___ SUPPLIED TEXT

# Building Kitchen Cabinets - Plywood vs Particle Board



## kitt614 (Sep 23, 2018)

Greetings!


I'm planning out the build for my kitchen - a full remodel with cabinets built in my own shop. I was planning to use all 3/4" birch plywood for a majority of the boxes, and solid poplar frames. I've been comparing prices for sourcing the plywood and doing general research. I stumbled upon an article talking about how good quality particle board can actually be a better options for cabinets, especially base cabinets.


A couple of things to note - exposed edging on particle board is, of course, going to absorb water, causing expansion. But the argument being made by different sources is that a properly sealed and well made furniture board (not the ultra cheap flake board found in super cheap ready to assemble furniture from Walmart) is actually constructed to perform better than plywood for cabinets, with less general warping.


So I come to you folks to find out what your feelings on the topic are. 



The price difference added to a claim of superior performance is enough incentive to get me thinking about it, with prices for high end particle board sitting at around 50% of the cost for plywood options.


----------



## GeorgeC (Jul 30, 2008)

I have a problem accepting plywood as "real" wood. But I do just for the convenience.


Not about to use any of the "fake" woods for any real significant project.


George


----------



## Terry Q (Jul 28, 2016)

Consider melamine for your cabinet boxes. It come finished on both sides so you won’t have to finish the inside of your cabinets and it’s stable.

The faceframe hides any edges


In woodworking there is always more then one way to accomplish something.


----------



## Toolman50 (Mar 22, 2015)

Kitt,
I’m in north Texas and in this area MDF is used on painted cabinets on homes costing more than $500,000. I don’t know if It’s a different grade of MDF than the standard MDF sheet or not. Hardwoods are still used for face frames, doors and drawers for stained cabinetry. But even with stained cabinetry, the major construction components of the cabinet boxes that are hidden are made of material less costly than plywood. And this is in expensive homes. 
So, having said all that, if you construct your new cabinets with plywood boxes and hardwood faceframes you are building a better cabinet.


----------



## Steve Neul (Sep 2, 2011)

kitt614 said:


> Greetings!
> 
> 
> I'm planning out the build for my kitchen - a full remodel with cabinets built in my own shop. I was planning to use all 3/4" birch plywood for a majority of the boxes, and solid poplar frames. I've been comparing prices for sourcing the plywood and doing general research. I stumbled upon an article talking about how good quality particle board can actually be a better options for cabinets, especially base cabinets.
> ...

______
___ RECORDS FOR THE TASK

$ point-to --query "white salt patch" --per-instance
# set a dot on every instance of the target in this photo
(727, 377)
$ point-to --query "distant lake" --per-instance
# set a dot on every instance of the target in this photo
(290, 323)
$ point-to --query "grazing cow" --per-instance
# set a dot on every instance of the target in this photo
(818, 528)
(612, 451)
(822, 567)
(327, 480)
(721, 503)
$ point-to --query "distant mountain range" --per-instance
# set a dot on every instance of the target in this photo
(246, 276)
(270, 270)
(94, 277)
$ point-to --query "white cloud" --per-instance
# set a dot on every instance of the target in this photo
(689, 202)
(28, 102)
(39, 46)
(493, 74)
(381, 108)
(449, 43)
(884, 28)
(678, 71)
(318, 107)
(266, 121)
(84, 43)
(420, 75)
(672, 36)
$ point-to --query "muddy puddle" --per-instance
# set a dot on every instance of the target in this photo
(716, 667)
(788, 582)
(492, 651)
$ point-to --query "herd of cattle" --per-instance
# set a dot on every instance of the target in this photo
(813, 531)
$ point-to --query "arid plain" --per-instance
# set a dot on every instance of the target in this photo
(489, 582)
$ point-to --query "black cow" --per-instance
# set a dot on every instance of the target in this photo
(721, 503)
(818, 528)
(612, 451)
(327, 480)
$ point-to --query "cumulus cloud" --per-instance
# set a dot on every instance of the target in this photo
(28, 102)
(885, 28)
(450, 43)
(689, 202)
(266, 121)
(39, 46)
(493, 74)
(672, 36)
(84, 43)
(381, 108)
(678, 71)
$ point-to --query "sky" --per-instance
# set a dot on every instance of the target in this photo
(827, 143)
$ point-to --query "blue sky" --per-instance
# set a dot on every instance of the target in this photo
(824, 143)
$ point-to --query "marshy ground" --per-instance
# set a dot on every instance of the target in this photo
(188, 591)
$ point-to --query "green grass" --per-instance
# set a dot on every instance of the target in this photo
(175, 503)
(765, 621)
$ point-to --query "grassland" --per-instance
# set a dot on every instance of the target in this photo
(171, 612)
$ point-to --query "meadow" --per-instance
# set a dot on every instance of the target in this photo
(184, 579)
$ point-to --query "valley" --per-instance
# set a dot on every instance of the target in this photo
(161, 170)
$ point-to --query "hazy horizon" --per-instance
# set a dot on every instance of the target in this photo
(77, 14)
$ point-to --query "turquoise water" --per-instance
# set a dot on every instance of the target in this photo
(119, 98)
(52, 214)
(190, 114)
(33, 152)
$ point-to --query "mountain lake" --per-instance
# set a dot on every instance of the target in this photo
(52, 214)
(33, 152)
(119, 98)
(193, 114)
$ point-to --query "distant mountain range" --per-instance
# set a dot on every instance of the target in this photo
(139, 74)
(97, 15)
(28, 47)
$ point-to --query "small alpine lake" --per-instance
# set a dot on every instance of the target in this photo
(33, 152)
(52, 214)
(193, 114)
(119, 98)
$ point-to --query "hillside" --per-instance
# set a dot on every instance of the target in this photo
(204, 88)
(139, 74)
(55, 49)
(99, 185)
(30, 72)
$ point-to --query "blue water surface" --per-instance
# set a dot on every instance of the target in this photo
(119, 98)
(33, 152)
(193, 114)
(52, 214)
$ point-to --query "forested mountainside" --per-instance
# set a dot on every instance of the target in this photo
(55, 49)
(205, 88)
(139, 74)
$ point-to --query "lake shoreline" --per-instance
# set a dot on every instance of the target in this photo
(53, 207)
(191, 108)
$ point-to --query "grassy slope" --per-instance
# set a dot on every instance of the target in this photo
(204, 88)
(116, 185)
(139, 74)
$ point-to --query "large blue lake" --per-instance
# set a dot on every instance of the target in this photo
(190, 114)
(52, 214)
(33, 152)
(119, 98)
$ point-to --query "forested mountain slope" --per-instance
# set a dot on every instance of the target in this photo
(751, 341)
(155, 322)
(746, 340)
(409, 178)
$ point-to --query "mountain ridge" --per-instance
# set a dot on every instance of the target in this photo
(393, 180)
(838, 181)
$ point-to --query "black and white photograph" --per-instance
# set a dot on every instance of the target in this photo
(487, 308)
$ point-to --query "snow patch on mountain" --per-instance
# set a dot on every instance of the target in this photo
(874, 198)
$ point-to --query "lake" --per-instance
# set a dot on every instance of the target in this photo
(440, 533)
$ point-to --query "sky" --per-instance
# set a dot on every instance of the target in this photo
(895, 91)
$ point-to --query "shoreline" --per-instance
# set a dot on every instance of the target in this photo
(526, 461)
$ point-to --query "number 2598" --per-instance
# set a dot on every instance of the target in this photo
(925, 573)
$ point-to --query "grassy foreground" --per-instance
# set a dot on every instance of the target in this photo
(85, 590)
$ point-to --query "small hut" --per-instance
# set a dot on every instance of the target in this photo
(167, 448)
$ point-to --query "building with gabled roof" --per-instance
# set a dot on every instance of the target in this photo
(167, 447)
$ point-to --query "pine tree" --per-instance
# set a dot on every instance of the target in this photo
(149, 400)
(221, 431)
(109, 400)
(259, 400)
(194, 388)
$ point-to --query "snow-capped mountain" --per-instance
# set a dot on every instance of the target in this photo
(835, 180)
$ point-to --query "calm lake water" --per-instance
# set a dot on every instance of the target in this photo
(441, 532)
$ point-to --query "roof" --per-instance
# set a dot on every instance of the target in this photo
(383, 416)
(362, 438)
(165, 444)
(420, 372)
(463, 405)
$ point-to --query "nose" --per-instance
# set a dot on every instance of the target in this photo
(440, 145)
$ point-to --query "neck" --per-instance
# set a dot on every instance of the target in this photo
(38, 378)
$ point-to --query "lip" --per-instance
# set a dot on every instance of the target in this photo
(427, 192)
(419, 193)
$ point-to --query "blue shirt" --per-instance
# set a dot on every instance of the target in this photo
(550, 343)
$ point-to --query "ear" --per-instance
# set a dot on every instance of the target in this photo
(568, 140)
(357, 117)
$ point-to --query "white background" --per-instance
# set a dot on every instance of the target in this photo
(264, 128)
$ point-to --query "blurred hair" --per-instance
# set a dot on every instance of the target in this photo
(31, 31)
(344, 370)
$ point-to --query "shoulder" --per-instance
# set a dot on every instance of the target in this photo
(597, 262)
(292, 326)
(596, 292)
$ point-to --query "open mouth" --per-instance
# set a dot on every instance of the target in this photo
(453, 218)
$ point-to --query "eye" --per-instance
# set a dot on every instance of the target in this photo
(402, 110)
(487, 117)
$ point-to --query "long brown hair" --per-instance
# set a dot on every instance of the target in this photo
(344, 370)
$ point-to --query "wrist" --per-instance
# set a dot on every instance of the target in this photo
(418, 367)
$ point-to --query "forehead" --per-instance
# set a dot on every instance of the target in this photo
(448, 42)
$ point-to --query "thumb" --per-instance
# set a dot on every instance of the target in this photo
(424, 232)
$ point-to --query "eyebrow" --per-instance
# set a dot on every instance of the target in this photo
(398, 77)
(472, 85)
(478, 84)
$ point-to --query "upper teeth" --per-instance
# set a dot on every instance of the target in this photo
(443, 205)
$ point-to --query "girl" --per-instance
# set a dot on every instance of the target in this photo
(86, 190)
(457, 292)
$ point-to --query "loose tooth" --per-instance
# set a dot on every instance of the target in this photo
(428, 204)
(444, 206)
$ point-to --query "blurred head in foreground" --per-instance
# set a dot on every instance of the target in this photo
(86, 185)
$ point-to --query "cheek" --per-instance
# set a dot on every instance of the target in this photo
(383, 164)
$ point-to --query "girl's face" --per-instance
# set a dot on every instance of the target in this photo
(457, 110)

______

**PROBLEMS TO WORK ON**:
1 - Decide whether each statement below agrees with the cabinet thread. Answer yes or no for each, and quote the thread's deciding words exactly.
(a) The first poster planned to build most of the cabinet boxes from birch plywood.
(b) Terry Q says melamine boxes still need their insides finished.
(c) Toolman50 states that the MDF used in north Texas is the standard grade.
2 - Pick out every line of the records that contains the string "girl".

**THE RESPONSES**:
1 -
(a) Yes: "I was planning to use all 3/4" birch plywood for a majority of the boxes"
(b) No: "It come finished on both sides so you won’t have to finish the inside of your cabinets"
(c) No: "I don’t know if It’s a different grade of MDF than the standard MDF sheet or not."

2 -
$ point-to --query "girl" --per-instance
$ point-to --query "girl's face" --per-instance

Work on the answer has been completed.